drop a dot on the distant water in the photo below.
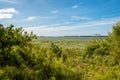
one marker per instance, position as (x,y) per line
(72,37)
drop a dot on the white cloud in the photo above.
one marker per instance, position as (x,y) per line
(80,18)
(54,11)
(67,30)
(5,16)
(8,10)
(75,6)
(8,1)
(7,13)
(31,18)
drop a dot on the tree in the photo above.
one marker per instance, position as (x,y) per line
(11,36)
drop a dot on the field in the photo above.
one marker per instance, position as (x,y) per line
(74,44)
(67,42)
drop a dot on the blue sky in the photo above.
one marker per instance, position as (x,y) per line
(61,17)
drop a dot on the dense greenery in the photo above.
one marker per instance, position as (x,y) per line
(23,59)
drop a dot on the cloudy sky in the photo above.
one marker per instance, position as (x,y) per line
(61,17)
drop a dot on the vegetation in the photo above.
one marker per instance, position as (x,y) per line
(21,58)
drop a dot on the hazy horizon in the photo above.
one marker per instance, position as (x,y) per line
(61,17)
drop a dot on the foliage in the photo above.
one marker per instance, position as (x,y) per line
(21,58)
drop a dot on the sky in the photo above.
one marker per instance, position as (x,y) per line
(61,17)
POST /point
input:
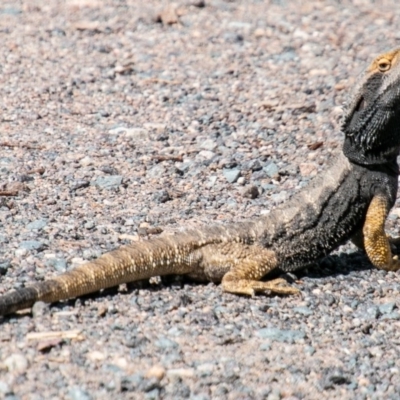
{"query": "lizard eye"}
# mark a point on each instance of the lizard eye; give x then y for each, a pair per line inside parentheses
····················
Required task: Leave out the pictures and copy everything else in the records word for word.

Expected answer:
drop a dot on the distant water in the photo below.
one marker per instance, position as (x,y) per line
(72,37)
drop a dot on the white cloud in the photo above.
one marker per instance, position as (x,y) per line
(80,18)
(54,11)
(67,30)
(5,16)
(8,10)
(75,6)
(8,1)
(7,13)
(31,18)
drop a dot on the tree in the photo above.
one marker per instance, position as (x,y) per line
(11,36)
drop a dot on the field in the photo above.
one marker per instance, position as (x,y) per line
(74,44)
(67,42)
drop a dot on the blue sky in the photo above.
one marker per instance, position as (x,y) per line
(61,17)
drop a dot on the dense greenery in the photo above.
one marker per instance, position as (x,y) per line
(23,59)
drop a dot on the cloudy sky in the photo above.
one marker per instance, position as (x,y) per line
(61,17)
drop a dot on the vegetation in the photo above.
one marker per instance, position as (x,y) per line
(21,58)
drop a dot on the hazy horizon in the photo above.
one marker per instance, position as (x,y) per line
(61,17)
drop a dot on the foliage in the photo above.
one marker per instance, position as (x,y) per line
(21,58)
drop a dot on the sky in the photo above.
one marker per instance, position as (x,y) per line
(61,17)
POST /point
input:
{"query": "lizard eye"}
# mark a point on each instance of the lizard eye; give x then y for each, a pair per line inside parentheses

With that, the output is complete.